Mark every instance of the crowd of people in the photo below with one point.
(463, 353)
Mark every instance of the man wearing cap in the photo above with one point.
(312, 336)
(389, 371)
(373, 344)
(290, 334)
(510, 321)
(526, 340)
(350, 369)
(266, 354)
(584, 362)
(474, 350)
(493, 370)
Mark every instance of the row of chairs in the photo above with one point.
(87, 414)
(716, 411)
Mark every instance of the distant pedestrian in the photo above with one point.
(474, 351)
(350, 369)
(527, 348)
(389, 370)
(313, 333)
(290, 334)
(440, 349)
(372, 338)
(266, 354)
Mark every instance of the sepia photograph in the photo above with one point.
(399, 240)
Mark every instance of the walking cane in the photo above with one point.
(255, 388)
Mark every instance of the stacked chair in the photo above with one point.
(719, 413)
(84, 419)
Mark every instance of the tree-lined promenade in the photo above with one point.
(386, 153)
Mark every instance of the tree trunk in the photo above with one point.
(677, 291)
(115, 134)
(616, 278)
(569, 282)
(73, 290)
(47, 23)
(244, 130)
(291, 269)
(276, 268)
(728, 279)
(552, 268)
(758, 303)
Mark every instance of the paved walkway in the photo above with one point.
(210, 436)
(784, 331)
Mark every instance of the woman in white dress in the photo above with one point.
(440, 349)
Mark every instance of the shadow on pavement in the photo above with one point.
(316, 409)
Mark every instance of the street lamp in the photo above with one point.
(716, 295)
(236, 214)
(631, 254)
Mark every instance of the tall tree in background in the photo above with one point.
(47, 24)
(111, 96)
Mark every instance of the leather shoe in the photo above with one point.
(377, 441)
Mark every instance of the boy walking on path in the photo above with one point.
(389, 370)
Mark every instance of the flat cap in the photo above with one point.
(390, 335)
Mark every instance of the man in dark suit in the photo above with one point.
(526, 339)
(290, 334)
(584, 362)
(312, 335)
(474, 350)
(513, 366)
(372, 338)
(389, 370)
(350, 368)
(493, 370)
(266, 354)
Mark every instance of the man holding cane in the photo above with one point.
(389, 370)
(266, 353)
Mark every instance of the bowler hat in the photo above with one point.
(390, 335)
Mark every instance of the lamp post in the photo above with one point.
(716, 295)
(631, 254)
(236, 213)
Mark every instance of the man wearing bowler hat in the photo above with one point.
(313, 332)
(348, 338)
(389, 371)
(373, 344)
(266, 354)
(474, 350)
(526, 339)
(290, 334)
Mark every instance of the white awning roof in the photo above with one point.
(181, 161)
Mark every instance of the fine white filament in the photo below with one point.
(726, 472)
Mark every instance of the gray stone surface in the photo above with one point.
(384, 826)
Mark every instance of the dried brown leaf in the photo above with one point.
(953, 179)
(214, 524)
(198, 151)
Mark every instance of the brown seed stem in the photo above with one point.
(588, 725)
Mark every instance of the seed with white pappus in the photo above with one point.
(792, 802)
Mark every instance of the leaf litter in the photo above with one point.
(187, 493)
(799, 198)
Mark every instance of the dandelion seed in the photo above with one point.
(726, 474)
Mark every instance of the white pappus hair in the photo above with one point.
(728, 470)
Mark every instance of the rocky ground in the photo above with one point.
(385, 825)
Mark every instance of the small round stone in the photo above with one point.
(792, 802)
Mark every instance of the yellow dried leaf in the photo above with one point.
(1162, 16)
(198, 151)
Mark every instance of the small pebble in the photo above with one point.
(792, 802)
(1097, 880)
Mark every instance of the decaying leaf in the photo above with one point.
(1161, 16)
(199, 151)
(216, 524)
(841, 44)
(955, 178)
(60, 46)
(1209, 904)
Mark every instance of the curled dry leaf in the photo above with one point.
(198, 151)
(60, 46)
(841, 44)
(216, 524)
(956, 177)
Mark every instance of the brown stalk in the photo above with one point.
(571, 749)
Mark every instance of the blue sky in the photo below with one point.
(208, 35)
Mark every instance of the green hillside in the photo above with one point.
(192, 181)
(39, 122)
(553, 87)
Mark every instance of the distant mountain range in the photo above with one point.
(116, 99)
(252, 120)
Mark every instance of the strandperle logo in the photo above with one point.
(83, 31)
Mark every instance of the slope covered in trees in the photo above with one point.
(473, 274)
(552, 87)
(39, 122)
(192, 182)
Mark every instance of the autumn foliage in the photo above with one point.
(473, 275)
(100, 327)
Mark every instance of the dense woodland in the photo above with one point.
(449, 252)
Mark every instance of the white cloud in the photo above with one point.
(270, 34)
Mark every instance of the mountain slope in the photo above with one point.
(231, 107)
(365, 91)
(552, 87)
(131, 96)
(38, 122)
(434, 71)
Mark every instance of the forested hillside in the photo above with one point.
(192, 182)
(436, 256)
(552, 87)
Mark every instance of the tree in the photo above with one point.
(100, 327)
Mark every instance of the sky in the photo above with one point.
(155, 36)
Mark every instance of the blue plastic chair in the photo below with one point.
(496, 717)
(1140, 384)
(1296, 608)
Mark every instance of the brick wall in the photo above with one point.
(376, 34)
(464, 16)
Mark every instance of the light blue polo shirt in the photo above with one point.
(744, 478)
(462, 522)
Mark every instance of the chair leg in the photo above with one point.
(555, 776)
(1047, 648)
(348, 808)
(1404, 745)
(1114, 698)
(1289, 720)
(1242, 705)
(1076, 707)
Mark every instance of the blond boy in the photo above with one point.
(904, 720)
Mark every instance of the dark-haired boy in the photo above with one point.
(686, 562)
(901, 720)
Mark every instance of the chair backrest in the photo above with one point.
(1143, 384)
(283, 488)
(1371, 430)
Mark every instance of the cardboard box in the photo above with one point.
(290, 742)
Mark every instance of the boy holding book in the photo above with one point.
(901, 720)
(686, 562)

— ASSIGNMENT —
A verbatim copy of the records above should be returned.

— SOLUTION TO THE PROBLEM —
Mark every instance of the crowd of people in the photo below with one point.
(463, 353)
Mark every instance of the man wearing cap in the photo above with one point.
(312, 336)
(389, 371)
(373, 344)
(290, 334)
(510, 321)
(526, 340)
(350, 369)
(266, 354)
(584, 362)
(474, 350)
(493, 370)
Mark every instance of the row of chairs in the photo above with one point.
(87, 414)
(716, 411)
Mark every instance of the distant pedestrian in the photo above with one point.
(474, 351)
(350, 369)
(527, 348)
(389, 370)
(313, 333)
(290, 334)
(440, 349)
(372, 338)
(266, 354)
Mark every instance of the sepia photograph in the photo above with one point.
(399, 240)
Mark every instance of the walking cane in the photo above with one point.
(255, 388)
Mark every instance of the stacked chair in the photo above with one point.
(719, 413)
(84, 419)
Mark every instance of the tree-lined promenade in the photo above with one point.
(386, 153)
Mark every instance of the tree trunk in the photo above with one point.
(677, 291)
(115, 134)
(616, 278)
(569, 282)
(73, 290)
(47, 23)
(244, 130)
(291, 269)
(276, 268)
(728, 279)
(552, 268)
(758, 303)
Mark every instance of the paved walkway in the photo above with one point.
(210, 436)
(784, 331)
Mark every instance of the woman in white dress in the photo above with one point.
(440, 349)
Mark every instance of the shadow on pavement in the photo above with one point.
(316, 409)
Mark every instance of the street lamp in the photo above with one point.
(716, 295)
(236, 214)
(631, 254)
Mark every instance of the tall tree in background in the photo above with one point.
(47, 24)
(111, 96)
Mark every instance of the leather shoe in the photo above with one point.
(377, 441)
Mark every instance of the boy walking on path in the photo above with one point.
(389, 370)
Mark every instance of the flat cap in the photo above with one point.
(390, 335)
Mark every instance of the man in dark suit in the photo above with one point.
(526, 339)
(290, 334)
(584, 362)
(312, 335)
(474, 350)
(513, 366)
(372, 338)
(389, 370)
(350, 368)
(493, 370)
(266, 354)
Mark every instance of the man holding cane in the photo above with one point.
(389, 370)
(266, 353)
Mark every instance of the bowler hat in the photo above with one point.
(390, 335)
Mark every instance of the lamp post in the photo above with one point.
(716, 295)
(631, 254)
(236, 213)
Mark every instance of the man wearing bowler hat in the photo above with one point.
(313, 332)
(348, 338)
(389, 371)
(373, 344)
(266, 354)
(474, 350)
(526, 339)
(290, 334)
Mark every instance of the white awning roof in the photo above with one point.
(181, 161)
Mark every instance of the fine white filament in the photo below with one point.
(726, 472)
Mark every instance of the gray stone surface in the photo above with one point.
(384, 826)
Mark every instance of the dried brown leaf in the photo above with one point.
(953, 179)
(214, 524)
(198, 151)
Mark every instance of the brown seed stem in the photo above with one point.
(588, 725)
Mark every instance of the seed with white pappus in the photo above with one point.
(792, 802)
Mark every instance of the leaf litter in the photo above with one point.
(187, 493)
(799, 198)
Mark every instance of the dandelion seed in the photo above with one point.
(726, 474)
Mark every instance of the white pappus hair in the photo above with one point.
(728, 470)
Mark every instance of the rocky ground in the photo above with one point.
(385, 825)
Mark every instance of the small round stone in the photo above with one point.
(792, 802)
Mark every instance of the yellow dried leaf in the photo above with one point.
(1162, 16)
(198, 151)
Mark every instance of the small pebble in the photo above with one point.
(792, 802)
(1097, 880)
Mark every instance of the decaying leaf in the photo above with one point.
(1161, 16)
(199, 151)
(216, 524)
(841, 44)
(955, 178)
(60, 46)
(1209, 904)
Mark every instance of the curled dry leaf in the photo above with one point.
(198, 151)
(60, 46)
(841, 44)
(216, 524)
(956, 177)
Mark every instance of the brown stalk in the photo above with one point.
(571, 749)
Mark every instance of the blue sky in the photo below with one point.
(208, 35)
Mark every instance of the green hillside in the photo above with one point.
(192, 181)
(39, 122)
(553, 87)
Mark every instance of the distant mountain range in the photo above with one point.
(116, 99)
(252, 120)
Mark every instance of the strandperle logo in the photo above with one point.
(83, 31)
Mark every instance of the slope covered in trees in the photo above with one point.
(473, 274)
(552, 87)
(39, 122)
(192, 182)
Mark every instance of the autumn foliage in the photo above with one point.
(473, 275)
(100, 327)
Mark every instance of the dense woodland in the photo above with one point.
(449, 252)
Mark every instance of the white cloud in the photo above with one point.
(270, 34)
Mark every instance of the mountain slope in the photo above with one point.
(231, 107)
(365, 91)
(552, 87)
(131, 96)
(38, 122)
(434, 71)
Mark every instance of the forested hillside in the photo above with one point.
(192, 182)
(436, 256)
(552, 87)
Mark every instance of the tree in the photo above with one point.
(100, 327)
Mark every instance of the sky in the photo above with one point.
(155, 36)
Mark every instance of the blue plastic chair in the photo below with one point.
(496, 717)
(1140, 384)
(1296, 608)
Mark every instance of the brick wall in the photo above with one point.
(376, 34)
(464, 16)
Mark every instance of the light blue polo shirt in the photo above with one point.
(744, 478)
(462, 522)
Mark every instance of the chair leg in the photo above with one point.
(555, 776)
(1047, 648)
(348, 808)
(1404, 745)
(1114, 698)
(1289, 720)
(1242, 705)
(1076, 707)
Mark every instance of the blond boy in the photo above with one point.
(904, 720)
Mark every instance of the dark-haired boy in the photo above with one point.
(686, 562)
(901, 720)
Mark every instance of the chair backrest in the photo above with one point.
(1143, 384)
(283, 488)
(1371, 430)
Mark every instance of the cardboard box in the photo above with one point.
(290, 742)
Mark every instance of the boy holding book in the photo above with one point.
(901, 720)
(686, 562)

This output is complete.